■ Text provided ■
=== Begin Enclosure ===

A crippling strike by Air Canada flight attendants that grounded thousands of flights over wages and unpaid labor is the latest blow to the airline industry’s compensation system, which does not fully pay cabin crews for their hours at work.
The union, representing more than 10,000 Air Canada flight attendants, on Tuesday said they reached a tentative deal that ends unpaid work, without sharing further details. Analysts say any gains could influence upcoming contract negotiations in North America.
The deal could also drive up structural costs in a cyclical industry. Labor is airlines’ biggest operating expense after fuel.
The four-day strike that stranded more than 500,000 passengers mirrors unrest at US carriers, where flight attendants cannot walk off the job until the National Mediation Board grants permission.
However, cabin crews at American, Southwest and Alaska Airlines last year rejected several contract deals, saying they did not address concerns about unpaid work. Flight attendants at United Airlines last month voted down a US$6 billion tentative labor agreement, which did not provide compensation for time on the ground before and after flights.
The Chicago-based airline’s union is surveying its members before returning to bargaining in December. United and the union did not immediately respond to requests for comments.
While cabin crews get paid for a minimum number of hours, they are mostly compensated when planes are in motion, neglecting the crucial tasks performed during boarding, deplaning and other ground operations.

=== End Enclosure ===

■ Task details ■
Write out the part of the Air Canada strike article starting with "The union, representing" and going on through "Board grants permission.", word for word.

■ Dataset extract ■
=== Begin Enclosure ===

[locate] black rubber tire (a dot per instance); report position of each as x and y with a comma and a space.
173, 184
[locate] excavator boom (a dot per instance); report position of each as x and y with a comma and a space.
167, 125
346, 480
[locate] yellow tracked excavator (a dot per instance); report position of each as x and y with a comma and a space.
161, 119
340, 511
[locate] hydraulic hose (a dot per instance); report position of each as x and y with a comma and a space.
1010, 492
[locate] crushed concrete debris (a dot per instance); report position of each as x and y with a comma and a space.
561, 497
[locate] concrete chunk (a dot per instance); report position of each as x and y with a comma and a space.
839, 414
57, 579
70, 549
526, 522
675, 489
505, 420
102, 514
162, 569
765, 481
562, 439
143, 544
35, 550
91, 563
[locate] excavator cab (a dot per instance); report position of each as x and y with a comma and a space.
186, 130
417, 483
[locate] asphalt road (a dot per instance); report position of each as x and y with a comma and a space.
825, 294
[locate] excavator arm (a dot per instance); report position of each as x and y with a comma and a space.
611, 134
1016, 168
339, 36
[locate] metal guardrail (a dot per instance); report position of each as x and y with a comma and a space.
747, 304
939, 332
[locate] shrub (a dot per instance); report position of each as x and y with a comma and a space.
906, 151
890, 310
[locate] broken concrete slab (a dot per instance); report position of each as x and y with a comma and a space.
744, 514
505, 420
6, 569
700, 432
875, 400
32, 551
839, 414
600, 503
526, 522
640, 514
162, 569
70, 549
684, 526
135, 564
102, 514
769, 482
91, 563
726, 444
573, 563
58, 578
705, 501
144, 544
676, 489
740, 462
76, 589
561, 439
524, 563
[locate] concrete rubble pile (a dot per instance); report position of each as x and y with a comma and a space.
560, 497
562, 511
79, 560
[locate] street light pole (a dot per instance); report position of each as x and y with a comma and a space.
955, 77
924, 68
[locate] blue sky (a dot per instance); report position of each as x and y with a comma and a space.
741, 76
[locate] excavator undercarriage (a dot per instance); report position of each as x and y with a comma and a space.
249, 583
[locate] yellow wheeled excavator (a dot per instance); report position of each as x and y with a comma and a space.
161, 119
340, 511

=== End Enclosure ===

■ Exercise response ■
The union, representing more than 10,000 Air Canada flight attendants, on Tuesday said they reached a tentative deal that ends unpaid work, without sharing further details. Analysts say any gains could influence upcoming contract negotiations in North America.
The deal could also drive up structural costs in a cyclical industry. Labor is airlines’ biggest operating expense after fuel.
The four-day strike that stranded more than 500,000 passengers mirrors unrest at US carriers, where flight attendants cannot walk off the job until the National Mediation Board grants permission.